*** SELECTED PASSAGE Section Begins ***

Ireland: effects of pharma patent cliff “wildly overstated”

by | 30th Nov 2012 | News

In 2011, pharmaceutical products accounted for 54% of all exports from Ireland, but concerns at the massive 35% decline in Irish pharmaceutical production reported for September, in terms of affecting growth of the nation's export trade and Gross Domestic Product (GDP), are largely misplaced, according to a new analysis.

In 2011, pharmaceutical products accounted for 54% of all exports from Ireland, but concerns at the massive 35% decline in Irish pharmaceutical production reported for September, in terms of affecting growth of the nation’s export trade and Gross Domestic Product (GDP), are largely misplaced, according to a new analysis.

Pharmaceutical exports from Ireland were worth 50 billion euros last year, representing 31% of the country’s nominal GDP, says the report, from Davy Stockbrokers. But this September, the country’s output of basic pharmaceuticals fell 35%, new orders declined 26% and the value of exports of organic chemicals fell 32%. Similar falls in pharma output and productivity have occurred in the past, but it could be that the impact of the pharmaceutical sector patent cliff on Irish output is now being felt, the study suggests.

With nine of the top 10 global drugmakers operating in Ireland, and seven of the top 10 blockbuster drugs whose patents are set to expire shortly or have already done so being produced in the country, September’s output and export declines have fuelled speculation that the patent cliff could have a dramatic effect on the Irish economy, especially with further patents set to expire in 2013, it says.

*** SELECTED PASSAGE Section Ends ***
*** RECORDS Section Begins ***

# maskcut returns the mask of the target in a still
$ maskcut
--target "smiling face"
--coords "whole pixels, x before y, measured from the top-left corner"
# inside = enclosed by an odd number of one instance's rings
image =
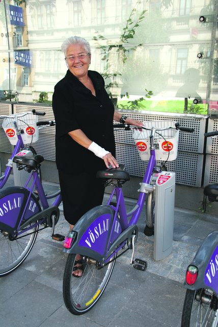
[[[69,45],[67,49],[66,57],[70,56],[78,56],[81,54],[87,54],[83,46],[80,44]],[[91,54],[86,56],[83,59],[76,57],[74,61],[66,59],[67,63],[70,72],[79,79],[87,76],[88,69],[91,60]]]

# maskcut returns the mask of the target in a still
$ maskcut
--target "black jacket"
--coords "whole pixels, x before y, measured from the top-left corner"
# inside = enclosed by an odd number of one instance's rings
[[[81,129],[87,136],[115,156],[113,128],[114,107],[97,72],[88,71],[96,97],[68,69],[54,86],[52,108],[56,120],[56,164],[58,169],[83,171],[106,168],[103,160],[75,142],[68,134]]]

*** RECORDS Section Ends ***

-- EXERCISE TASKS --
1. From the article on Ireland's pharmaceutical patent cliff, list each decline reported for September together with its percentage.
2. According to the article on Ireland's pharmaceutical patent cliff, which firm produced the report?
3. Continue the article on Ireland's pharmaceutical patent cliff from its final sentence.

-- ANSWERS IN ORDER --
1.
- Output of basic pharmaceuticals: fell 35%
- New orders: declined 26%
- Value of exports of organic chemicals: fell 32%

2. Davy Stockbrokers.

3.
However, according to the report, focusing purely on the sector’s export shares “dramatically overstates the importance of the import-intensive pharmaceutical sector.”

Last year, the value-added of the pharmaceutical sector in Ireland was 13.8 billion euros, or just 8.7% of GDP. This means that only around one-third of its export revenues actually count towards the nation’s GDP, with the remaining two-thirds largely counted as imports of services, comprising licence and royalty fees by multinationals relating to intellectual property, says Davy.

“So any sharp decline in the value of Irish pharmaceutical exports will immediately lead to commensurate falls in services imports, limiting the impact on Irish GDP,” it adds.

Moreover, the levels of employment by the pharmaceutical industry in Ireland and its tax contribution are low. The sector employed 22,500 people in 2010, representing just 1.2% of total Irish employment, well below the industry’s 8.7% share of GDP.

And foreign direct investments in the sector have remained strong in 2012, with job announcements of 1,000 so far this year, so employment has not been adversely affected by the patent cliff, says Davy.

Also, in 2010, the pharmaceutical sector accounted for 20%, or 800 million euros, of Ireland’s corporation tax revenues. If these tax receipts halved, government revenues would fall by 0.25% of GDP and, while significant, this is small compared with the planned budgetary adjustments of 2.1% in 2013,1.8% in 2014 and 1.1% in 2015, the report adds.